Tasks:
A) From the review message about string.first_char/3, output everything from "Mark Brown mark" down to "code unit sequence.", copied word for word.
B) Continue the review message about string.first_char/3 from the point where it stops.
*** Exercise text ***
[m-rev.] for review: Define behaviour of string.first_char/3 on edge cases.

Mark Brown mark at mercurylang.org
Tue Oct 29 19:12:34 AEDT 2019


This looks fine.

On Tue, Oct 29, 2019 at 12:02 PM Peter Wang <novalazy at gmail.com> wrote:

> library/string.m:
>     Define first_char/3 to fail if the input string begins with an
>     ill-formed code unit sequence.
>
>     Define the reverse mode to throw an exception on an attempt to
>     encode a null character or surrogate code point in the output
>     string.
>
>     Reimplement first_char/3 in Mercury.
>
> hard_coded/Mmakefile:
> hard_coded/string_first_char_ilseq.exp:
> hard_coded/string_first_char_ilseq.m:
>     Add test case.
> ---
>  library/string.m                             | 373 ++++---------------
>  tests/hard_coded/Mmakefile                   |   1 +
>  tests/hard_coded/string_first_char_ilseq.exp |  10 +
>  tests/hard_coded/string_first_char_ilseq.m   |  97 +++++
>  4 files changed, 183 insertions(+), 298 deletions(-)
*** End of Exercise text ***
*** Supplied records ***
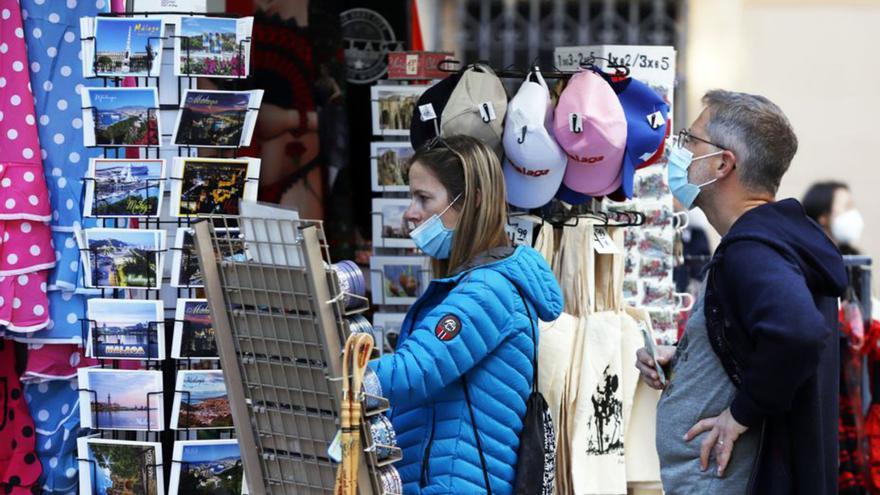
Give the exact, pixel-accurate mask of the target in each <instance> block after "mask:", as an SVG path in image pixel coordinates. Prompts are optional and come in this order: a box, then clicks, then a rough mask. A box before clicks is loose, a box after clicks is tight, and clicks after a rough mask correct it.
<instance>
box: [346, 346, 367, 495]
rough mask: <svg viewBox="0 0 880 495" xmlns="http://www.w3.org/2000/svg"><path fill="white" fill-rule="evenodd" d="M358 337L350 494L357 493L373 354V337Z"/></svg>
mask: <svg viewBox="0 0 880 495" xmlns="http://www.w3.org/2000/svg"><path fill="white" fill-rule="evenodd" d="M356 336H357V338H356V340H355V344H354V347H353V352H352V356H351V359H352V383H351V396H352V397H351V402H350V405H351V422H350V424H349V426H350V430H351V457H350V464H349V469H350V471H349V476H348V481H349V485H348V486H349V488H348V490H349V491H348V495H357V480H358V472H359V470H358V467H359V464H360V458H361V451H362V450H363V446H362V445H361V401H362V400H363V399H364V393H363V390H362V387H363V382H364V374H365V373H366V371H367V363H369V361H370V356H371V355H372V354H373V337H372V336H371V335H369V334H365V333H360V334H356Z"/></svg>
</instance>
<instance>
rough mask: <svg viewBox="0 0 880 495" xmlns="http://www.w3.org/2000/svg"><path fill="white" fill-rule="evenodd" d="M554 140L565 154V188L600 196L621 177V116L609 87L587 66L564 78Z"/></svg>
mask: <svg viewBox="0 0 880 495" xmlns="http://www.w3.org/2000/svg"><path fill="white" fill-rule="evenodd" d="M554 131H555V135H556V141H557V142H558V143H559V145H560V146H561V147H562V149H563V150H564V151H565V154H566V155H568V165H567V166H566V169H565V176H564V177H563V179H562V183H563V184H565V185H566V187H568V188H569V189H571V190H573V191H576V192H579V193H583V194H589V195H591V196H601V195H604V194H608V193H610V192H613V191H615V190H616V189H617V188H618V187H620V184H621V181H622V179H623V173H622V167H623V156H624V152H625V151H626V115H625V114H624V113H623V106H622V105H621V104H620V100H619V99H618V98H617V94H616V93H615V92H614V89H613V88H612V87H611V86H610V85H609V84H608V82H606V81H605V79H603V78H602V76H600V75H599V74H596V73H595V72H593V71H592V70H582V71H580V72H578V73H576V74H574V75H573V76H571V79H569V81H568V85H567V86H566V87H565V89H564V90H563V91H562V94H561V95H559V103H558V104H557V105H556V114H555V125H554Z"/></svg>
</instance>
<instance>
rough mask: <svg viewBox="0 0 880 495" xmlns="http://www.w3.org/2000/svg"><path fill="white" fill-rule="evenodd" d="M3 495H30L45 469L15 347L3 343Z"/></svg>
mask: <svg viewBox="0 0 880 495" xmlns="http://www.w3.org/2000/svg"><path fill="white" fill-rule="evenodd" d="M0 413H3V416H2V418H0V493H10V494H13V495H30V494H32V493H34V492H33V491H32V488H33V487H34V486H35V485H37V484H38V480H39V478H40V474H41V473H42V471H43V468H42V465H41V464H40V462H39V459H37V454H36V451H35V447H36V431H34V421H33V419H32V418H31V414H30V411H29V410H28V405H27V402H26V401H25V398H24V392H23V391H22V387H21V382H20V381H19V380H18V376H17V375H16V372H15V345H14V344H13V343H12V342H11V341H8V340H5V339H0Z"/></svg>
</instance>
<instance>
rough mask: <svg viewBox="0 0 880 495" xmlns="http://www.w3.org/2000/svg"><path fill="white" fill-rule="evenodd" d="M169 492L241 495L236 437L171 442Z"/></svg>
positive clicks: (241, 471)
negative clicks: (235, 439)
mask: <svg viewBox="0 0 880 495" xmlns="http://www.w3.org/2000/svg"><path fill="white" fill-rule="evenodd" d="M172 459H173V460H174V462H173V464H172V465H171V485H170V487H169V489H168V493H169V494H170V495H177V494H181V495H241V494H242V493H244V492H245V490H244V487H243V484H244V465H243V464H242V462H241V451H240V450H239V446H238V441H237V440H183V441H177V442H174V456H173V457H172Z"/></svg>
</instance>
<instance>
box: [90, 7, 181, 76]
mask: <svg viewBox="0 0 880 495" xmlns="http://www.w3.org/2000/svg"><path fill="white" fill-rule="evenodd" d="M164 36H165V28H164V24H163V23H162V20H161V19H158V18H138V19H134V18H107V17H96V18H94V40H93V41H94V47H93V48H92V49H89V48H90V47H89V46H88V45H89V43H86V42H84V43H83V59H84V60H85V62H86V63H91V64H92V66H91V67H90V68H89V69H91V70H86V71H85V73H86V77H91V76H92V75H97V76H106V77H122V76H136V77H159V73H160V71H161V68H162V37H164ZM84 38H88V36H84Z"/></svg>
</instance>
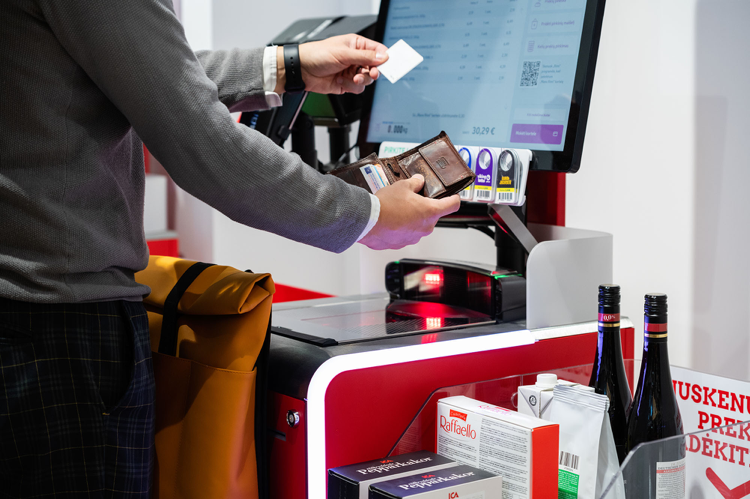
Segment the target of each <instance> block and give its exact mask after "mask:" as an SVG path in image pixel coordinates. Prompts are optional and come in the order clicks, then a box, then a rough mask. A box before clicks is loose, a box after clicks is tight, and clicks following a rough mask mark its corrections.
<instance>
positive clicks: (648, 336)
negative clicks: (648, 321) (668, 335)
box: [643, 322, 667, 338]
mask: <svg viewBox="0 0 750 499" xmlns="http://www.w3.org/2000/svg"><path fill="white" fill-rule="evenodd" d="M643 334H644V335H645V336H646V337H647V338H666V337H667V325H666V324H657V323H655V322H646V323H645V324H643Z"/></svg>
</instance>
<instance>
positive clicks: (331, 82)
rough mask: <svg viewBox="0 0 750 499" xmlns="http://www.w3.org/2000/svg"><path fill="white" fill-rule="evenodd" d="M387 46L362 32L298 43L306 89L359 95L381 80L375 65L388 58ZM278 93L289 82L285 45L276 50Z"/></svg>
mask: <svg viewBox="0 0 750 499" xmlns="http://www.w3.org/2000/svg"><path fill="white" fill-rule="evenodd" d="M386 50H387V49H386V46H385V45H383V44H382V43H378V42H374V41H372V40H369V39H367V38H365V37H363V36H359V35H341V36H334V37H331V38H328V39H326V40H321V41H319V42H308V43H303V44H301V45H300V46H299V60H300V65H301V69H302V81H304V82H305V90H307V91H308V92H315V93H319V94H343V93H344V92H350V93H353V94H359V93H362V91H364V89H365V87H366V86H367V85H369V84H370V83H372V82H373V81H374V80H377V79H378V76H379V75H380V72H379V71H378V69H377V67H376V66H379V65H380V64H382V63H384V62H385V61H386V60H388V54H386V53H385V51H386ZM276 60H277V84H276V92H277V93H281V92H283V89H284V84H285V83H286V73H285V71H284V52H283V47H279V48H278V49H277V52H276Z"/></svg>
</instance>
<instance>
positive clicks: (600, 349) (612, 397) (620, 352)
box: [589, 284, 632, 464]
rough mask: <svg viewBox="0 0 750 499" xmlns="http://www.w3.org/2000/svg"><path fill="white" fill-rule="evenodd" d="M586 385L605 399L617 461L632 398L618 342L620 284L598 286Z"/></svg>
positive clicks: (623, 434) (626, 441)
*** End of Supplied records ***
Answers by task:
A)
Mark Brown mark at mercurylang.org
Tue Oct 29 19:12:34 AEDT 2019


This looks fine.

On Tue, Oct 29, 2019 at 12:02 PM Peter Wang <novalazy at gmail.com> wrote:

> library/string.m:
>     Define first_char/3 to fail if the input string begins with an
>     ill-formed code unit sequence.

B)
>  create mode 100644 tests/hard_coded/string_first_char_ilseq.exp
>  create mode 100644 tests/hard_coded/string_first_char_ilseq.m
>
> diff --git a/library/string.m b/library/string.m
> index cbdbcd128..82bc84fa3 100644
> --- a/library/string.m
> +++ b/library/string.m
> @@ -670,8 +670,13 @@
>  % Splitting up strings.
>  %
>
> -    % first_char(String, Char, Rest) is true iff Char is the first
> character
> -    % (code point) of String, and Rest is the remainder.
> +    % first_char(String, Char, Rest) is true iff `String' begins with a
> +    % well-formed code unit sequence, `Char' is the code point encoded by
> +    % that sequence, and `Rest' is the rest of `String' after that
> sequence.
> +    %
> +    % The (uo, in, in) mode throws an exception if `Char' cannot be
> encoded in
> +    % a string, or if `Char' is a surrogate code point (for consistency
> with
> +    % the other modes).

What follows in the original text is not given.